[ASSIGNMENT]:
Whenever the word "field" turns up in a line below, that line should be copied.

[Collected data]:
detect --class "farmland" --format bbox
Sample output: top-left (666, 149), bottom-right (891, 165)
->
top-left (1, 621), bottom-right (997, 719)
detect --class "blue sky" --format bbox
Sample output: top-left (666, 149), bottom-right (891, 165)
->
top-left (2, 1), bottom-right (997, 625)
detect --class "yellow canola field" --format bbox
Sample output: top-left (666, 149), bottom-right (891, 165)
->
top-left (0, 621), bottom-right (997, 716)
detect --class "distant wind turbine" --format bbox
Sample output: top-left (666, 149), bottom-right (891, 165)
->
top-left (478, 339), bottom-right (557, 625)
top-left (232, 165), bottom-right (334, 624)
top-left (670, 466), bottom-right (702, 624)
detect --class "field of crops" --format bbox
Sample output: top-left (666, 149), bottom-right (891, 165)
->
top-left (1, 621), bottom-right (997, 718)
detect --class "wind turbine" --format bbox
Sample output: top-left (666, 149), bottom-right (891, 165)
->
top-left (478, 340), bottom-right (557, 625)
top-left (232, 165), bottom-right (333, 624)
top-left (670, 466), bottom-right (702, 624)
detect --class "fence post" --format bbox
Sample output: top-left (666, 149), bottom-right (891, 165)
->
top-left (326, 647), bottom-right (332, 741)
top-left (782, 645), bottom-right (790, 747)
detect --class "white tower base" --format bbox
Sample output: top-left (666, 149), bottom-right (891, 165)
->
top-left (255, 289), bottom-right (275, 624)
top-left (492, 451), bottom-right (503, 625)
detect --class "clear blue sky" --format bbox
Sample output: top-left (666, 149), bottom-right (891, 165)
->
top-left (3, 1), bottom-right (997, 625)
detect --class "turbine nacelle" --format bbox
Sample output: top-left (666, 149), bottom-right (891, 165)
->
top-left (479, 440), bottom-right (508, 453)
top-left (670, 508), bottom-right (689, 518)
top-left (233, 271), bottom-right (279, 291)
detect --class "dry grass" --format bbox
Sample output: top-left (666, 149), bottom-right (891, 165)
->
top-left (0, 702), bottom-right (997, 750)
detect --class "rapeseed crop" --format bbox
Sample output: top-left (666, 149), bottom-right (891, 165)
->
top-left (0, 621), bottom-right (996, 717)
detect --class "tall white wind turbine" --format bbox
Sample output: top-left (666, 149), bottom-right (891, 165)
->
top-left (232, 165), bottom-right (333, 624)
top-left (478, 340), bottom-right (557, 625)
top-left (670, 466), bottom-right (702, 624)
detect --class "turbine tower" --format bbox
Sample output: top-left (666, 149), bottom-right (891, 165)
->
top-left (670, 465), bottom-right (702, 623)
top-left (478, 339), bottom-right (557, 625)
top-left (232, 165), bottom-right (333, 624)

[ANSWER FOR THE TASK]:
detect --class "yellow canola field" --format bbox
detect --class "field of crops" --format bbox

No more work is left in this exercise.